Popularny „Karakan” jest doskonale znany i ceniony w środowisku sportów walki. Zapaśnik Śląska Wrocław, medalista Mistrzostw Świata i Europy, już w styczniu zadebiutuje jako zawodnik MMA. Swój pierwszy pojedynek stoczy na gali federacji Armia Fight Night.
Pandemia mocno dała w kość całemu środowisku sportów walki. Gdyby nie wojsko, gdzie jestem etatowym żołnierzem, to wcale nie zarabiałbym. Zapasy w Polsce to niestety kompletnie nierentowna dyscyplina. Brakuje przede wszystkim marketingu, a co za tym idzie sponsorów. Zainteresowanie ze strony mediów jest minimalne, a przecież to sport olimpijski. Żyjemy w swoim małym piekiełku, gdzie afera goni aferę. Związek kompletnie mi nie pomaga. Byłem zdany tylko na siebie. W ostatnim roku wszystkie swoje oszczędności włożyłem w przygotowania. W takich warunkach nie da się normalnie trenować i rozwijać swoich umiejętności a przede wszystkim zarabiać pieniędzy. Dlatego zdecydowałem się na zmiany – tłumaczy zawodnik.
————
» **Części ćwiczenia**
a: Odpowiedz krótko na pytania do tekstu o zapaśniku:
(i) Jakiego klubu jest zapaśnikiem?
(ii) Na gali której federacji stoczy swój pierwszy pojedynek MMA?
(iii) Na co w ostatnim roku przeznaczył wszystkie swoje oszczędności?
b: Przepisz dosłownie fragment tekstu o zapaśniku od słów „Pandemia mocno dała” aż do słów „zmiany – tłumaczy zawodnik.” włącznie.
c: Pociągnij dalej tekst o zapaśniku, zaczynając tuż po jego ostatnim zdaniu.
————
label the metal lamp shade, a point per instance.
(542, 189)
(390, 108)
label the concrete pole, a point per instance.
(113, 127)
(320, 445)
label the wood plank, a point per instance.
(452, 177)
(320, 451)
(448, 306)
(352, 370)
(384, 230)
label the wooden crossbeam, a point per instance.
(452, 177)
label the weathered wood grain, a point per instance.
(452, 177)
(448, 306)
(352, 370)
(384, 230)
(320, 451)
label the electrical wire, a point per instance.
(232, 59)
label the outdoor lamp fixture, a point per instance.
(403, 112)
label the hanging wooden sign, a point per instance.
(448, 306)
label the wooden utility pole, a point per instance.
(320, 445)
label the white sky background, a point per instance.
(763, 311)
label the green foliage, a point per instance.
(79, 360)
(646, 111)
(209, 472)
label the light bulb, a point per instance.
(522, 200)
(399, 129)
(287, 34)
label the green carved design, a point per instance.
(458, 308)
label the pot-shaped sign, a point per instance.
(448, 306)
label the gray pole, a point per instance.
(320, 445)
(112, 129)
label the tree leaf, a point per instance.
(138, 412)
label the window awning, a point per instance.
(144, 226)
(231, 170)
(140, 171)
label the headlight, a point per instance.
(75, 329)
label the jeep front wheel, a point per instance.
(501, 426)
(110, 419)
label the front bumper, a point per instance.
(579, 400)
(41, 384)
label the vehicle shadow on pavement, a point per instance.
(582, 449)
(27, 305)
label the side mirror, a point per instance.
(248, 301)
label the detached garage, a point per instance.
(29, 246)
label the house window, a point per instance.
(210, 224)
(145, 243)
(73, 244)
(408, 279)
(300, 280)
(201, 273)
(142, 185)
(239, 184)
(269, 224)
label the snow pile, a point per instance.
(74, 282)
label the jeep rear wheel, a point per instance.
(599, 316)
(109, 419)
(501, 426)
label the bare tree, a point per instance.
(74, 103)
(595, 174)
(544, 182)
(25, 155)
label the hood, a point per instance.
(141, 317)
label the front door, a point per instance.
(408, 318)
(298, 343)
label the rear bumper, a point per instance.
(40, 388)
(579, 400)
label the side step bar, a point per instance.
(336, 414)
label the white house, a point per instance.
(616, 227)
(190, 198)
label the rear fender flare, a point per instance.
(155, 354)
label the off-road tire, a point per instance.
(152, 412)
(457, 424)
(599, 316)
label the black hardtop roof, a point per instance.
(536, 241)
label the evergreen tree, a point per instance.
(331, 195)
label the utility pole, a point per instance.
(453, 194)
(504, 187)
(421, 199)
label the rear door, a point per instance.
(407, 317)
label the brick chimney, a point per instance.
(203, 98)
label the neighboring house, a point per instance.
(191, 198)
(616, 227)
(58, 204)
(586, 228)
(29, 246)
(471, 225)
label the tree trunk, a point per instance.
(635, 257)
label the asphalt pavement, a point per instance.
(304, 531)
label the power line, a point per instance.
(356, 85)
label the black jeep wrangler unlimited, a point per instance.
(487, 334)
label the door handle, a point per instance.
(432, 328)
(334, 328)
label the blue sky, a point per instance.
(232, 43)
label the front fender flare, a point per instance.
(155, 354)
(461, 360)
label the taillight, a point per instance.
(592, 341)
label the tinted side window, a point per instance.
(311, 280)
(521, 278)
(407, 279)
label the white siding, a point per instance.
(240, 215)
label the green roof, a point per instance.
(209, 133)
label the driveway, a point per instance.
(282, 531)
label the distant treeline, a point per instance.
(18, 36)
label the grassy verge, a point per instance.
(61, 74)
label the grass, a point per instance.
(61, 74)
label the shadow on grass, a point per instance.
————
» **Lista odpowiedzi**
a:
(i) Śląska Wrocław
(ii) Armia Fight Night
(iii) Na przygotowania

b:
Pandemia mocno dała w kość całemu środowisku sportów walki. Gdyby nie wojsko, gdzie jestem etatowym żołnierzem, to wcale nie zarabiałbym. Zapasy w Polsce to niestety kompletnie nierentowna dyscyplina. Brakuje przede wszystkim marketingu, a co za tym idzie sponsorów. Zainteresowanie ze strony mediów jest minimalne, a przecież to sport olimpijski. Żyjemy w swoim małym piekiełku, gdzie afera goni aferę. Związek kompletnie mi nie pomaga. Byłem zdany tylko na siebie. W ostatnim roku wszystkie swoje oszczędności włożyłem w przygotowania. W takich warunkach nie da się normalnie trenować i rozwijać swoich umiejętności a przede wszystkim zarabiać pieniędzy. Dlatego zdecydowałem się na zmiany – tłumaczy zawodnik.

c:
Dawid Kareciński jest ojcem dwójki dzieci: dwuletniego Kacpra i sześcioletniej Kai. Podkreśla, że najważniejsza jest dla niego rodzina i musi robić wszystko, żeby żyło im się jak najlepiej. To był jeden z głównych powodów, dla których postanowiłem się „przebranżowić” – zaznacza „Karakan”.
Sport uprawiam od małego, czuję się wojownikiem z krwi i kości, dlatego swoją przygodę z MMA chce rozpocząć z wysokiego C. Nie interesuje mnie sztuczne nabijanie rekordu i pojedynki z „kelnerami”. Znam swoje miejsce w szeregu i wiem, że dopiero przecieram szlaki w mieszanych sztukach walki, ale już od początku chciałbym bić się z wymagającymi rywalami. Jeśli mam przegrywać, to przynamniej chcę się czegoś nauczyć – mówi pochodzący z Rudy Śląskiej fighter.
Obecnie w polskim MMA jednym z najlepszych wojowników jest Daniel Rutkowski. Mistrz federacji FEN i Babilon to… były zapaśnik. Jeszcze niedawno byliśmy kolegami z kadry narodowej. Toczyliśmy wiele wyrównanych walk – mówi Dawid. Popularny „Rutek” do MMA trafił kilka lat temu, więc Kareciński liczy, że pójdzie w jego ślady.
Zapaśnik Śląska Wrocław do swojej debiutanckiej walki będzie z pewnością świetnie przygotowany, bo jego sztab robi wrażenie. Co o swoim podopiecznym ma do powiedzenie Dominik Zadora – trener Dawida Karecińskiego? Praca z Dawidem to czysta przyjemność – uważa szkoleniowiec, który przygotowuje zawodnika pod katem stójki. „Karakan” ma doskonałą koordynację ruchową. Jego wielki atut w kickboxingu to zdolność wyprowadzania ciosów z obu rąk. Zapasy wypracowały u niego świetną bazę wydolnościową.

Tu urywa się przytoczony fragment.